#### Given request
Return each line of the listing below that contains the string "seated", and copy every such line in full.

#### Extracted data
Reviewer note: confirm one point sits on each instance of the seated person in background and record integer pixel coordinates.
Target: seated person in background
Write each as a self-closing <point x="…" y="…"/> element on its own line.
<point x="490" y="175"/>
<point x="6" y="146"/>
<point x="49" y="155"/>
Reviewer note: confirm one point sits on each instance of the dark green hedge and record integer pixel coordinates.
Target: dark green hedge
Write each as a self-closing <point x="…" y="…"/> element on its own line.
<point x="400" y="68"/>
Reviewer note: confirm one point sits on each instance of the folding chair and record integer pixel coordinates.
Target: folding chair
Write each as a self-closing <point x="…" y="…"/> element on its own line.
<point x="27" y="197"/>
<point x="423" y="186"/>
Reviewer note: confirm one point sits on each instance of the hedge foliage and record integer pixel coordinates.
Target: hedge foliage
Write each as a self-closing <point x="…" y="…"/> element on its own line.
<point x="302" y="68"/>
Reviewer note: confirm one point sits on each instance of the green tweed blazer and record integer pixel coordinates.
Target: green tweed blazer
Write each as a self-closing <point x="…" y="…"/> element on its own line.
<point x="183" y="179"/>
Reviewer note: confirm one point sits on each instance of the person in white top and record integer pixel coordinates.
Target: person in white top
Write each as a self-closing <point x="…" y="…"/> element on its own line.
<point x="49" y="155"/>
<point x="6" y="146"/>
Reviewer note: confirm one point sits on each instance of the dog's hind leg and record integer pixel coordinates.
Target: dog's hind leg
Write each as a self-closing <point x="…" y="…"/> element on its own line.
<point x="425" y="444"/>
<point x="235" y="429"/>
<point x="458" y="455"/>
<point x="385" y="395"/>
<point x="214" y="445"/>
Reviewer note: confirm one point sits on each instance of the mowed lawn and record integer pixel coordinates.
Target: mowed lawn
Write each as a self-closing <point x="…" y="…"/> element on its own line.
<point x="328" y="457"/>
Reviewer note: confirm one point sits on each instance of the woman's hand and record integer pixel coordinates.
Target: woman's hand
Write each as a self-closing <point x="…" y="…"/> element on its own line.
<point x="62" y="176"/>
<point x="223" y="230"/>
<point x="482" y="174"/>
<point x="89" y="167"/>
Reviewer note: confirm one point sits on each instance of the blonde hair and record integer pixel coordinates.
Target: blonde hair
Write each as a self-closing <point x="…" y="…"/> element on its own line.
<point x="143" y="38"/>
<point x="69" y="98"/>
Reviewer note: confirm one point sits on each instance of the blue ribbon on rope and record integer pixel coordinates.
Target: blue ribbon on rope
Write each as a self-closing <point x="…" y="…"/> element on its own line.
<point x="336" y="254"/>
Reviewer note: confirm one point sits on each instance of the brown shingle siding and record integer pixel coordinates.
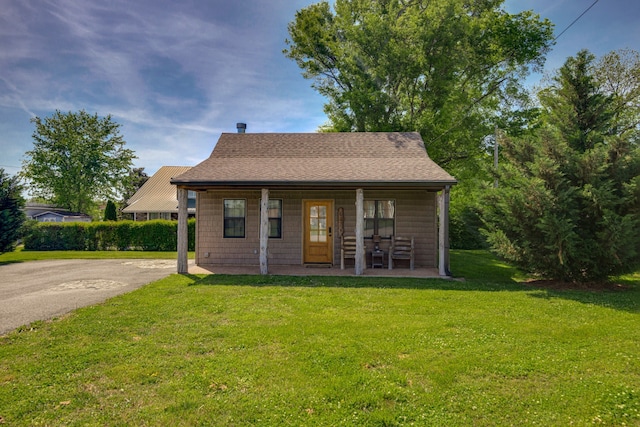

#### Output below
Reviewer note: confirm one point sits on each instance of the seated person in background and record integer pixel coordinates.
Target: seated person in background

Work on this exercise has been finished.